Top of Supplied data

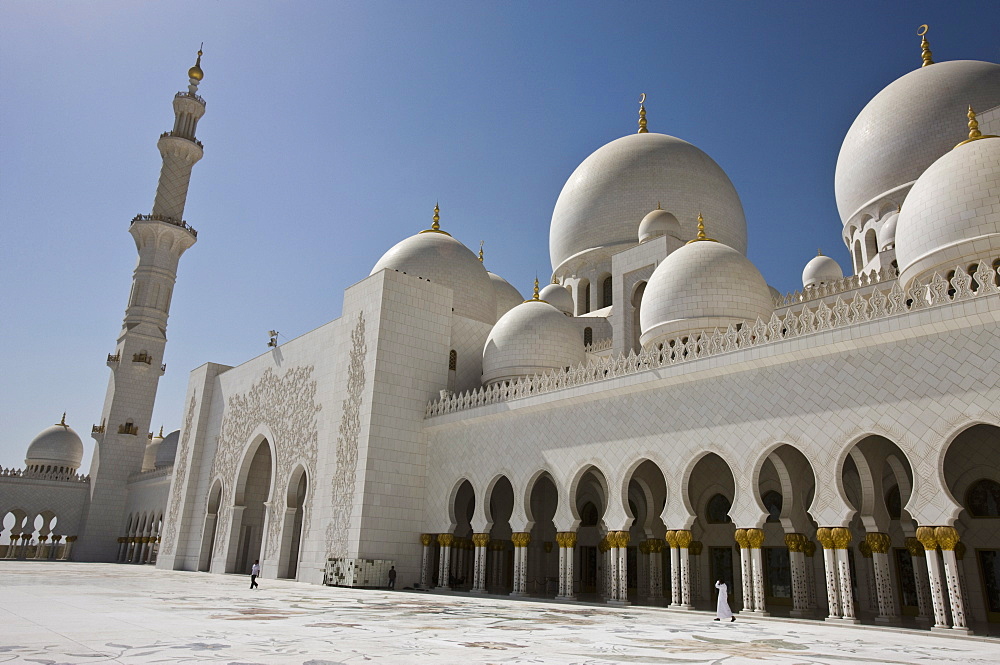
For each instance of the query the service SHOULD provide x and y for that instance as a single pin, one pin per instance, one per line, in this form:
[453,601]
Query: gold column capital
[878,542]
[925,534]
[796,542]
[841,537]
[947,537]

Bottom of Supplied data

Work to be completed »
Type the listing above out again exactly, and omit all pictures.

Result below »
For each instance of the query the service SHOULD provide x and y for that instance as a single pin, one pin per instance, one per line, in this form:
[453,601]
Query: gold column capital
[878,542]
[925,534]
[796,542]
[841,537]
[947,537]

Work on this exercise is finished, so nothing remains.